Exercise details: Would you please write out each entry that follows, exactly as written?

-.-.-

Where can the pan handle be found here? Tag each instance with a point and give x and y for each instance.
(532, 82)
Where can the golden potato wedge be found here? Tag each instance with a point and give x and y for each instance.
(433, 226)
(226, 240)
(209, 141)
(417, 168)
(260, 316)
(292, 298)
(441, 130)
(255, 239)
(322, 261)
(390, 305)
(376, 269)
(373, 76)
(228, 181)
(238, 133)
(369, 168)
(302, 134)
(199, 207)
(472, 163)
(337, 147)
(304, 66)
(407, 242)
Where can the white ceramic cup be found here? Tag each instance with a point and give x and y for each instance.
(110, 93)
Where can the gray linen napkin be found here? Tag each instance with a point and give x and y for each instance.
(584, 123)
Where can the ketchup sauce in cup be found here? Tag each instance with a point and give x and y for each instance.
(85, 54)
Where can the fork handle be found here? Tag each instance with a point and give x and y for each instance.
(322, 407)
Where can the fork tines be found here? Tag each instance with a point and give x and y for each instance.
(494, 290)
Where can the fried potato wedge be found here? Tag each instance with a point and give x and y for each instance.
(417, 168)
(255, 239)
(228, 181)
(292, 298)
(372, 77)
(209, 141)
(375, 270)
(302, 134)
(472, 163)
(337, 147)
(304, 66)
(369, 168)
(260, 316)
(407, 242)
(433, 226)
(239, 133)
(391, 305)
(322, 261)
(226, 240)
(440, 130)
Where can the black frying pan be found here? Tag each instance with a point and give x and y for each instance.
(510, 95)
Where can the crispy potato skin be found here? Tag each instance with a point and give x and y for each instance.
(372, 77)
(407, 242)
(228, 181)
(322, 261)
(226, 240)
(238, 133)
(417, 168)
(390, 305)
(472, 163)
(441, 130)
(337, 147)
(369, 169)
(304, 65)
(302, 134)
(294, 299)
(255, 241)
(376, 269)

-.-.-

Exercise result:
Where can the pan handle be found here? Tag each instance with a point and give x and y for each instance.
(532, 82)
Where can the golden potato wedge be found here? Tag each instance with a point and give x and y for each instance.
(433, 226)
(226, 240)
(209, 141)
(417, 168)
(260, 316)
(292, 298)
(441, 130)
(255, 239)
(322, 261)
(390, 305)
(376, 269)
(373, 76)
(228, 181)
(238, 133)
(369, 168)
(302, 134)
(199, 207)
(472, 163)
(337, 147)
(304, 66)
(407, 242)
Where can the white ceramic cup be found here? Tag each instance with a point and give x and y for each instance.
(110, 93)
Where can the gray linen napkin be found here? Tag each instance with a point and give x and y for each instance.
(584, 123)
Where can the ketchup sauce in cup be found here? Tag each instance with a point and give x and y for each instance.
(85, 54)
Where can the fork handle be found here? Tag each instance with a point and give x and y for each instance.
(322, 407)
Where can the fork tines be found here? Tag each instance with a point and give x and y for each instance.
(494, 290)
Where can the fried potato wedge be found here? Tag each instance with a point and give x and y for each instance.
(417, 168)
(255, 239)
(228, 181)
(292, 298)
(372, 77)
(209, 141)
(375, 270)
(302, 134)
(472, 163)
(337, 147)
(304, 66)
(369, 168)
(260, 316)
(407, 242)
(433, 226)
(239, 133)
(391, 305)
(322, 261)
(226, 240)
(440, 130)
Where can the black frying pan be found here? Tag each instance with a point and give x and y for each instance.
(510, 95)
Where can the crispy potato skin be found here? Tag each instance with a point and give x and y for each instance.
(372, 77)
(407, 242)
(228, 181)
(322, 261)
(226, 240)
(238, 133)
(417, 168)
(390, 305)
(472, 163)
(441, 130)
(337, 147)
(369, 169)
(304, 65)
(302, 134)
(294, 299)
(255, 241)
(376, 269)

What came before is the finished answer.